**Work to be completed**
Copy out every line of these records word for word.

Items listed in a dataset
-- begin --

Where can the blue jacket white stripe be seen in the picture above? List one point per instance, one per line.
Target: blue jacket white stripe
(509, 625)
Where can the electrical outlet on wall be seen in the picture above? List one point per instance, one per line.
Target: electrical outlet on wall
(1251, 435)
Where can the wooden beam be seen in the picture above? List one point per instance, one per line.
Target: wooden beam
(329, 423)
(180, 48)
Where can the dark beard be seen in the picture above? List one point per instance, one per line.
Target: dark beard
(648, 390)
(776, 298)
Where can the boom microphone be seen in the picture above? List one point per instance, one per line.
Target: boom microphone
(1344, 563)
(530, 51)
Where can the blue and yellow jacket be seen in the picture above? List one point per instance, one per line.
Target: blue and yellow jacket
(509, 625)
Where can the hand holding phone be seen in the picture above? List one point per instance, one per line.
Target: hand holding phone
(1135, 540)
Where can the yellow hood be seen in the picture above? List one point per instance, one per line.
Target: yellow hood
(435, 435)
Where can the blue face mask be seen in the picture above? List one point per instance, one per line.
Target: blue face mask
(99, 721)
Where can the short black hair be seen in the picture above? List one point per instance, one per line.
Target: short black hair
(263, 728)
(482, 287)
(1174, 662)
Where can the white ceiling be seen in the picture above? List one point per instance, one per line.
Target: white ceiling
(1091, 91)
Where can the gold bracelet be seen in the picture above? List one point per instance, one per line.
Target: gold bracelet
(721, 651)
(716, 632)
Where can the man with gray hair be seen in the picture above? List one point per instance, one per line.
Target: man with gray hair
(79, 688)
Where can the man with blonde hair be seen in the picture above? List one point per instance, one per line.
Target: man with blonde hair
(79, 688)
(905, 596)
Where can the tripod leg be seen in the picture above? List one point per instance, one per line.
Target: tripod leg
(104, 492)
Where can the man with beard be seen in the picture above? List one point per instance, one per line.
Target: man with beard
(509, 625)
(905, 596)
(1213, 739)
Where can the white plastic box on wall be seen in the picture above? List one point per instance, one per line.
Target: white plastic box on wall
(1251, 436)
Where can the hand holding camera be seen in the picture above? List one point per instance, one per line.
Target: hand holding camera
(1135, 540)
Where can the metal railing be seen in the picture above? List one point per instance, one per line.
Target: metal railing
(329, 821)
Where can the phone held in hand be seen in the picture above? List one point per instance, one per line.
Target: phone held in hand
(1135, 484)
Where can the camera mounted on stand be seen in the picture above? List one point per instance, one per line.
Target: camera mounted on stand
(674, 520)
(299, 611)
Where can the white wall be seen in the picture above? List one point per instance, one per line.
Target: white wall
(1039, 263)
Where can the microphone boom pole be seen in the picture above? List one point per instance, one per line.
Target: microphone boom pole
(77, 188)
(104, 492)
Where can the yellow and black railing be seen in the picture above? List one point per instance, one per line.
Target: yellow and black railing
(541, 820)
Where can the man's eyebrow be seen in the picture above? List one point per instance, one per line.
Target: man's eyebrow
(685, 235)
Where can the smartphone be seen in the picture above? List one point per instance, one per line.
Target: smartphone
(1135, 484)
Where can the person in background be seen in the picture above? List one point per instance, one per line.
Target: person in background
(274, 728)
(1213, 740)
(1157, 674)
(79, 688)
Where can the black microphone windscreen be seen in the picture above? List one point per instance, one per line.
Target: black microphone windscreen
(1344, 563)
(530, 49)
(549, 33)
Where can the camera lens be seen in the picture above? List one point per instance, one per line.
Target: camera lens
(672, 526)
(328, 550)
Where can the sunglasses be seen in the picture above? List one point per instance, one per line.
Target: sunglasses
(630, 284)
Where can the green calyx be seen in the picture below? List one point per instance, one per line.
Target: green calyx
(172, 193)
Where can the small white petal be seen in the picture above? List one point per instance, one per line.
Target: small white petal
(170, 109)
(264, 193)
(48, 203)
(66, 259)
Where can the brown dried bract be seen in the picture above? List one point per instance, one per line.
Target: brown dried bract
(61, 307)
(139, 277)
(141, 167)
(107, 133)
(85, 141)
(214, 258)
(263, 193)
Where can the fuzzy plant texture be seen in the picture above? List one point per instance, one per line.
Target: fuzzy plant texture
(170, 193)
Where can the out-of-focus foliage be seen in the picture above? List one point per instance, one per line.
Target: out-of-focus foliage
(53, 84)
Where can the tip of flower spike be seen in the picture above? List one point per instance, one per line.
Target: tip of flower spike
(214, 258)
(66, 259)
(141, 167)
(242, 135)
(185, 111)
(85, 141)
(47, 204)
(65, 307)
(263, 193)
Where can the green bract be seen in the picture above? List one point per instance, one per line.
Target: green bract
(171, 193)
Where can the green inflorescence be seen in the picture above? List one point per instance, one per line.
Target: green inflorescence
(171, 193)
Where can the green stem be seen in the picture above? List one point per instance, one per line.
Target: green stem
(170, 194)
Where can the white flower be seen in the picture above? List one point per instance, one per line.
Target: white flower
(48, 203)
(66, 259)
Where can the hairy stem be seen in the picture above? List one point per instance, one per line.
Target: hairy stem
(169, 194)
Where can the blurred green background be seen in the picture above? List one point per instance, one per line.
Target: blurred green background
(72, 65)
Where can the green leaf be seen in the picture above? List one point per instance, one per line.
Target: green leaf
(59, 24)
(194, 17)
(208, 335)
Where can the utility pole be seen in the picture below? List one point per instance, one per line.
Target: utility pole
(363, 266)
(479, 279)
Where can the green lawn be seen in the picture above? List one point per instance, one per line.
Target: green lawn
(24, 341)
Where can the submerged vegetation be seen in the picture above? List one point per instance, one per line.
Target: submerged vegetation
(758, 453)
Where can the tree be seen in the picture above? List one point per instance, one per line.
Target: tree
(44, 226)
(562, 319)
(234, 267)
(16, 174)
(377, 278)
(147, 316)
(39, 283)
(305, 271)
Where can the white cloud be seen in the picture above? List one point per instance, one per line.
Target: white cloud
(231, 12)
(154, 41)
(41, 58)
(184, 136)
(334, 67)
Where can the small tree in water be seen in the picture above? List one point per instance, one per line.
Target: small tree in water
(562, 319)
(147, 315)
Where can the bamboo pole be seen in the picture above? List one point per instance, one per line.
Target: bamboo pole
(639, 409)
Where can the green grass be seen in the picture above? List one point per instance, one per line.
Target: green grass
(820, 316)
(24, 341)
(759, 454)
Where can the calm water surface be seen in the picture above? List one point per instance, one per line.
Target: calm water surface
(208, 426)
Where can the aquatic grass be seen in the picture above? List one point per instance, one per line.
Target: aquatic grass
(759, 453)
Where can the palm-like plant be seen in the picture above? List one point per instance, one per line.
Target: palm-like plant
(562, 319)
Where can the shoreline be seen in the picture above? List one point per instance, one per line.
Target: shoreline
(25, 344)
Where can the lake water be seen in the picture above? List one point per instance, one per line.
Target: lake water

-- end --

**Expected answer**
Where can the blue jacket white stripe be seen in the picture above? List one point per instance, one per line.
Target: blue jacket white stripe
(509, 625)
Where can the electrical outlet on wall be seen in the picture above? List one point per instance, one per line.
Target: electrical outlet on wall
(1251, 435)
Where can the wooden beam be seen in the picture above? List one point per instance, one per line.
Target: wooden beam
(329, 423)
(180, 48)
Where can the dark beard be seen in the picture above? List one point per instance, one per line.
Target: dark beard
(648, 390)
(776, 298)
Where can the boom microphone be seen in the picture above? List one point per instance, one per line.
Target: boom microphone
(1344, 563)
(530, 51)
Where can the blue and yellow jacket be seen in the picture above? List one point per instance, one per line.
Target: blue and yellow jacket
(509, 625)
Where can the hand holding phone be seen in the picture above? List one point per instance, one per line.
Target: hand holding phone
(1135, 540)
Where can the yellow hood be seen in the picture above? List one point per instance, one per line.
Target: yellow hood
(435, 435)
Where can the blue face mask be seen in the picture above? List one point per instance, one per line.
Target: blue face mask
(99, 721)
Where can the short black hair be seen in the picture above? List one point per instance, one per line.
Target: short black hair
(263, 728)
(482, 287)
(1174, 662)
Where can the white ceiling be seen in the picture above? List one point per instance, one per line.
Target: white ceiling
(1091, 91)
Where can the gold bracelet be seen in the picture above? List one point per instance, one per line.
Target: gold bracelet
(721, 651)
(716, 632)
Where can the man with gray hair be seen in the picture above? List one point per instance, one per line.
Target: man with gray hair
(79, 688)
Where can the man with blonde hair be seen in the picture above? List one point per instance, one per line.
Target: man with blonde hair
(79, 688)
(905, 596)
Where can the tripod leg be seen in the picture above? List one point per instance, one per line.
Target: tripod leg
(104, 492)
Where can the man with beard be seen in the picture above? List one point per instance, one per line.
Target: man with beard
(509, 625)
(905, 596)
(1213, 739)
Where can the white plastic box on wall be seen in the picture above? List one point per instance, one per line.
Target: white plastic box on wall
(1251, 436)
Where can the hand holding camera be seen in the picture above? List one point per instance, one per line.
Target: hand holding camera
(1135, 540)
Where can the metal railing be seen in the picture above? List one point per instance, one per line.
Target: metal railing
(329, 821)
Where can the phone held in hand be seen in the picture above? List one point per instance, one per line.
Target: phone held in hand
(1135, 484)
Where can the camera mounted on stand be seen in the picture above? List one point per instance, one per line.
Target: camera mounted on stand
(674, 520)
(299, 611)
Where can the white wall be seen in the picture above? List one point per instance, one per line.
Target: white wall
(1039, 263)
Where can the microphone boom pole be seen in the picture above? List one point per instance, one per line.
Target: microphone boom pole
(77, 188)
(104, 492)
Where can the yellow and black railing be seen in the picture above? List one point per instance, one per line.
Target: yellow and black railing
(541, 820)
Where can the man's eyebrow be seen in the picture above? List one point per instance, one per line.
Target: man's eyebrow
(685, 235)
Where can the smartphone be seen in the picture above? List one point per instance, one per line.
Target: smartphone
(1135, 484)
Where can the person in background be seen in the picture above? List one point per instance, one per line.
Target: person in background
(274, 728)
(1213, 740)
(1157, 674)
(79, 688)
Where can the black microphone windscreen be seen in the picture above? List one point per instance, one per line.
Target: black microphone windscreen
(1344, 563)
(530, 49)
(549, 33)
Where can the camera lens be seen in the picture above? List one point per instance, one per line.
Target: camera lens
(672, 526)
(328, 550)
Where can the sunglasses be seen in the picture above? List one point per instance, one per line.
Target: sunglasses
(630, 284)
Where can the green calyx be seen in the picture below? List one point per instance, one per line.
Target: green calyx
(172, 193)
Where can the small white petal be seen in the picture above? List one point per instance, one per line.
Target: small white petal
(170, 109)
(264, 193)
(48, 203)
(66, 259)
Where can the brown dried bract be seen in the picture above? List one point per instance, one per line.
Target: brown dried bract
(61, 307)
(139, 277)
(141, 167)
(107, 133)
(85, 141)
(214, 258)
(263, 193)
Where can the fuzzy plant texture be seen in the picture above? List one point per instance, one per line.
Target: fuzzy plant texture
(170, 193)
Where can the out-of-focus foliage be seen in the picture above? List one point per instance, one per line.
Target: out-of-focus foliage
(53, 84)
Where can the tip of flower spike be seen in the picture above? List one point per instance, one per line.
Target: tip of flower spike
(214, 258)
(66, 259)
(141, 167)
(242, 135)
(185, 111)
(85, 141)
(47, 204)
(65, 307)
(263, 193)
Where can the green bract be seen in the picture above? List one point per instance, one per line.
Target: green bract
(171, 193)
Where can the green inflorescence be seen in the picture above? List one point per instance, one per line.
Target: green inflorescence
(171, 193)
Where can the green stem be seen in the picture above? List one point per instance, one per line.
Target: green stem
(170, 194)
Where can the white flower be seen in the picture above? List one point per instance, one per line.
Target: white flower
(48, 203)
(66, 259)
Where can the hairy stem be seen in the picture above? List one point per instance, one per line.
Target: hairy stem
(169, 194)
Where can the blurred green background be seen in the picture above? List one point per instance, one per line.
Target: blurred green background
(72, 65)
Where can the green leaf be seen in the picture above? List one point per instance, one per line.
Target: green leaf
(59, 24)
(194, 17)
(208, 335)
Where can the utility pole be seen in the picture below? List one point per instance, one per line.
Target: utility pole
(363, 266)
(479, 279)
Where can the green lawn be seen in the picture above? List one point per instance, one per line.
Target: green lawn
(24, 341)
Where can the submerged vegetation be seen in the picture above? List one point per instance, one per line.
Target: submerged vegetation
(758, 453)
Where can the tree be seen in the picture above? List one point per instance, one per line.
Target: tree
(44, 226)
(562, 319)
(234, 267)
(16, 174)
(377, 278)
(147, 316)
(39, 283)
(305, 271)
Where can the white cloud be seen in the picture above? List one point per instance, one per line.
Target: white cloud
(231, 12)
(154, 41)
(41, 58)
(184, 136)
(334, 67)
Where can the small tree in water be seen in the picture above? List one point per instance, one per line.
Target: small tree in water
(562, 319)
(147, 315)
Where can the bamboo pole be seen in the picture above? List one point per instance, one per line.
Target: bamboo pole
(639, 409)
Where can the green grass be seen in the picture above? List one point per instance, one per line.
Target: green grass
(820, 316)
(24, 341)
(759, 454)
Where can the calm water surface be seen in the picture above? List one point per instance, one per line.
Target: calm water surface
(208, 426)
Where can the aquatic grass be seen in the picture above? List one point per instance, one per line.
Target: aquatic grass
(759, 453)
Where can the palm-like plant be seen in the picture above? List one point per instance, one per line.
Target: palm-like plant
(562, 319)
Where can the shoreline be seen in the picture above? List one point per instance, one per line.
Target: shoreline
(25, 344)
Where can the lake water be seen in the picture above? List one point per instance, one per line.
Target: lake water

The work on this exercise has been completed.